Written problem 1
Convert the entries, from their start through the line containing "[357,0,448,93]", into a two-column CSV with the columns "request" and "answer". Give one row per request, put each field in quotation marks, replace line breaks within a field with spaces, and omit the pictures.

Document
If the PV generation and the SoC range constraints of the BESS are violated in the given charging period, the charging and discharging schedules of the BESS in that time will be adjusted with updated boundary values. We focused on three control modes for an optimal solution by considering different constraints, as follows.

Primary control mode (PCM)

The primary control mode (PCM) is a fundamental control approach for scheduling the BESS where the supplying power is controlled under specific constraints (time function). It provides minimum discharging allowance varies with forecasted average demand within limited constraints as follows:

$$\begin{aligned} {\mathbf {P}}_{AD,t}^{B}(t) \geqslant {\mathbf {P}}_{FAD,t}^{B,Avg}(t),\,\, {\mathbf {S}}_{PCM,Dis}^{BESS}(t) \end{aligned}$$
(43)
$$\begin{aligned} \begin{aligned} {\mathbf {P}}_{PCM,Dis}^{BESS}(t)= {\mathbf {P}}_{AD,t}^{B}(t)- {\mathbf {P}}_{FAD,t}^{B,Avg}(t) \end{aligned} \end{aligned}$$
(44)

Written problem 2
In the BESS scheduling text, rewrite the part that opens with the words containing "If the PV generation" and closes with "constraints, as follows.", substituting "charging interval" for "charging period".

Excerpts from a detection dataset
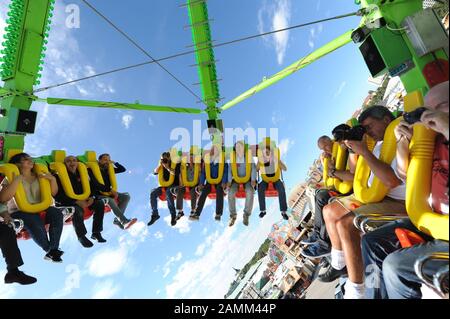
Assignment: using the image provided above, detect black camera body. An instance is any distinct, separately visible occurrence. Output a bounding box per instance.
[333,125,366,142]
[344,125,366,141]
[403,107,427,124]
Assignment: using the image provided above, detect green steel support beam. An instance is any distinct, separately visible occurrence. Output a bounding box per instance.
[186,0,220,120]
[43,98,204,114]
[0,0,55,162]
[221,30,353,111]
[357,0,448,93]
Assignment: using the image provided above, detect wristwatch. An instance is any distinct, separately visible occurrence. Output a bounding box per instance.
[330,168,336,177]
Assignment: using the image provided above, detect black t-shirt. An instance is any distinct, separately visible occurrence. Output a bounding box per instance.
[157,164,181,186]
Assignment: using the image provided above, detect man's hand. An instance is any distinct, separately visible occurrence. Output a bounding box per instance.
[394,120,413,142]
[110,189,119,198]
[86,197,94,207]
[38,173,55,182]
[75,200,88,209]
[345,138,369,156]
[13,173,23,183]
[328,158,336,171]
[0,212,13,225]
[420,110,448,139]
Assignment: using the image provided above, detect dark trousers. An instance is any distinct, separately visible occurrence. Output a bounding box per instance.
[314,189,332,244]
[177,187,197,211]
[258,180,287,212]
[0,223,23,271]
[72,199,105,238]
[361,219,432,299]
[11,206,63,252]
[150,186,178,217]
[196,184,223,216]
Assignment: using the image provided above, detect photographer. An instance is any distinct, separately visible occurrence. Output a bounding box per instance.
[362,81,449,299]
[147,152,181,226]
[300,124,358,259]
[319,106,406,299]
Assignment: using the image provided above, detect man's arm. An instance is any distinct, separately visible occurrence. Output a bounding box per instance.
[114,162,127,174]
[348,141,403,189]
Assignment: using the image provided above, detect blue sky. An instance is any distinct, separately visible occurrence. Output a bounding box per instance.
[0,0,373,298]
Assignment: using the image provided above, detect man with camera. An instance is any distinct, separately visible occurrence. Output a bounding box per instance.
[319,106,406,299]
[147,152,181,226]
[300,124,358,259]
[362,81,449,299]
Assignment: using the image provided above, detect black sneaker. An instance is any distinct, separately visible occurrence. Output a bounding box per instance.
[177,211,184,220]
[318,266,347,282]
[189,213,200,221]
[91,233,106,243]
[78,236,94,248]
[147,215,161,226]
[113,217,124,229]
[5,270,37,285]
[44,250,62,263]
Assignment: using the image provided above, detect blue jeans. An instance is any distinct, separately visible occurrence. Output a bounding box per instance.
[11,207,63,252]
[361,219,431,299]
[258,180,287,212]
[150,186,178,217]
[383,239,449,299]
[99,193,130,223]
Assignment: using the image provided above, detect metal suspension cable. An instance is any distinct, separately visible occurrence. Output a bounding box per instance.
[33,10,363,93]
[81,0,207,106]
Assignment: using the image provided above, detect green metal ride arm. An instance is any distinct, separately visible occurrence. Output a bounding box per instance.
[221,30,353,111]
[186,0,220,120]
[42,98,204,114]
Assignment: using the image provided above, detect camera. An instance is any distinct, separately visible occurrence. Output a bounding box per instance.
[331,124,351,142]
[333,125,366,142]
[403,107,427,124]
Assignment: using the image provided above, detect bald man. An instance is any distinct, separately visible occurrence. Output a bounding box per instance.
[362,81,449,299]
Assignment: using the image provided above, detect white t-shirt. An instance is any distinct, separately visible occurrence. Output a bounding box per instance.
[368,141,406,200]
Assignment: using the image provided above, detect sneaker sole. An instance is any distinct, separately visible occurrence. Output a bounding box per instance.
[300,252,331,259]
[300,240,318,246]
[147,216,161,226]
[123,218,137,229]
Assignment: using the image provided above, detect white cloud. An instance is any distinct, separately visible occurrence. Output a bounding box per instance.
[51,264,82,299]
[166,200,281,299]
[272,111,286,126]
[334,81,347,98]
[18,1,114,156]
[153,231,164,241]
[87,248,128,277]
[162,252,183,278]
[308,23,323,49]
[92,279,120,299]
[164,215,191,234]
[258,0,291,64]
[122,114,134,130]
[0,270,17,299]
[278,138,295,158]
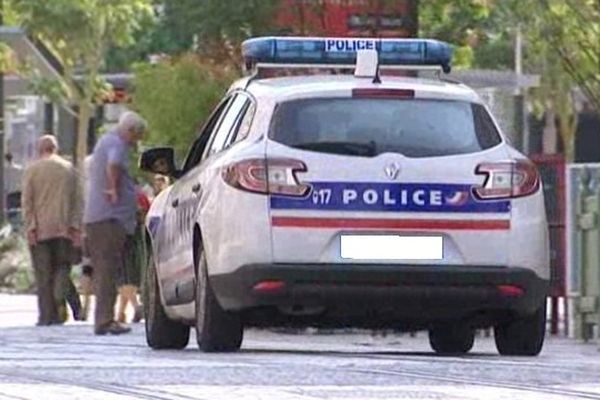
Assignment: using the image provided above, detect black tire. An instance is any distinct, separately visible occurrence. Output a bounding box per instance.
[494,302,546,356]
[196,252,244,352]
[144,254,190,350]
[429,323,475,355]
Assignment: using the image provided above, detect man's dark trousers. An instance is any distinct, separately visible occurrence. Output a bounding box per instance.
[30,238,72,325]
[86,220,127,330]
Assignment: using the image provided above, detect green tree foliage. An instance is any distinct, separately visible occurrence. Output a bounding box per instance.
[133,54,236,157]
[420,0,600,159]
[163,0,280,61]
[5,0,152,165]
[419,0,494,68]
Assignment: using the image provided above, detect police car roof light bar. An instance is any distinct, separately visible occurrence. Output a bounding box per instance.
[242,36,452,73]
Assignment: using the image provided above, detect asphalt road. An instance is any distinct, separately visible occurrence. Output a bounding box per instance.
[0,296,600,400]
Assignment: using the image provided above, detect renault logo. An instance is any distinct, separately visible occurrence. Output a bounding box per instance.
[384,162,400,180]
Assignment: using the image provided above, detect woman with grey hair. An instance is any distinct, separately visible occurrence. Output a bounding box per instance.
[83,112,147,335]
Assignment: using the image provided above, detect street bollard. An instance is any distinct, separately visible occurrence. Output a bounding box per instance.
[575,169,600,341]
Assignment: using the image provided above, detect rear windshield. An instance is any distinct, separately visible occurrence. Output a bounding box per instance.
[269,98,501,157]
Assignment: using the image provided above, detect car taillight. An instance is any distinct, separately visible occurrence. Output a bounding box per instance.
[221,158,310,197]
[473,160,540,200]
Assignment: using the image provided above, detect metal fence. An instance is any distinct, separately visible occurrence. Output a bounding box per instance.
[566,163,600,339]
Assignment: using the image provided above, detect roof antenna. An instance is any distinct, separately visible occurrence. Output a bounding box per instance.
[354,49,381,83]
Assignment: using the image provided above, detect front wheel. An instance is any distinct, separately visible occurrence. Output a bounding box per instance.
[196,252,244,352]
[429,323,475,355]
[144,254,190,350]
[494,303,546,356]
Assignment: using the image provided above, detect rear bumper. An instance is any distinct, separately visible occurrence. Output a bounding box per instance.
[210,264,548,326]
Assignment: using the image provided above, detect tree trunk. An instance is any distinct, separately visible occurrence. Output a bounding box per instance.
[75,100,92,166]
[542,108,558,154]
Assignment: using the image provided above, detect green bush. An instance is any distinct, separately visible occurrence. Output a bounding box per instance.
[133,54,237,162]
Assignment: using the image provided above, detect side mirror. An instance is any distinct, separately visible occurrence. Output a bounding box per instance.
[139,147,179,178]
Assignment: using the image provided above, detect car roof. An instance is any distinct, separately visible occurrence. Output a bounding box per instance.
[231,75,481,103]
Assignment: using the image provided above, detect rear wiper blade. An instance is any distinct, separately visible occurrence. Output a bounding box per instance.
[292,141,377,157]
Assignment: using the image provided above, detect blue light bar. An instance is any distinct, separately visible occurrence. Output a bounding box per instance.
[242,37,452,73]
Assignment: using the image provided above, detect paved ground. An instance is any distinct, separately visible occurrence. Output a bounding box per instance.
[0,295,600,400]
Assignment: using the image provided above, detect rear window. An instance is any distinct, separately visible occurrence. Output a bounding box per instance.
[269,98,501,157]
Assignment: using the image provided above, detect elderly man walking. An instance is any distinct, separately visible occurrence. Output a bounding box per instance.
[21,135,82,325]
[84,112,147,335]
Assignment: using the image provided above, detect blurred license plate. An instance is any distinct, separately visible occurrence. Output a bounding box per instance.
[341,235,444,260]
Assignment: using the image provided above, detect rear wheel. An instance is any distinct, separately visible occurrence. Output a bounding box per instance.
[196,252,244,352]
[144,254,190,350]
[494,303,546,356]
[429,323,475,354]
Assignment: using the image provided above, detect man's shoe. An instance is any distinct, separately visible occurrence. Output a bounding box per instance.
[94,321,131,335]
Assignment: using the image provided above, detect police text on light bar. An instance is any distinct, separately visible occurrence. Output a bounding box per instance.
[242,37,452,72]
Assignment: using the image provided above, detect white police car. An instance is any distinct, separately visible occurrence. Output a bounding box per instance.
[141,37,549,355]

Correct result 1
request,answer
"Assignment: using the image provided above, detect black camera body. An instance is any distinct, separately visible occurrence. Output a bounding box per instance.","[333,125,366,142] [344,125,366,141] [403,107,427,124]"
"Assignment: using the image provided above, detect green steel support beam. An instance is any distinct, separately visible occurrence. Output a bounding box per instance.","[186,0,220,120] [43,98,204,114] [0,0,55,162] [221,30,353,111] [357,0,448,93]"

Correct result 2
If the PV generation and the SoC range constraints of the BESS are violated in the given charging interval, the charging and discharging schedules of the BESS in that time will be adjusted with updated boundary values. We focused on three control modes for an optimal solution by considering different constraints, as follows.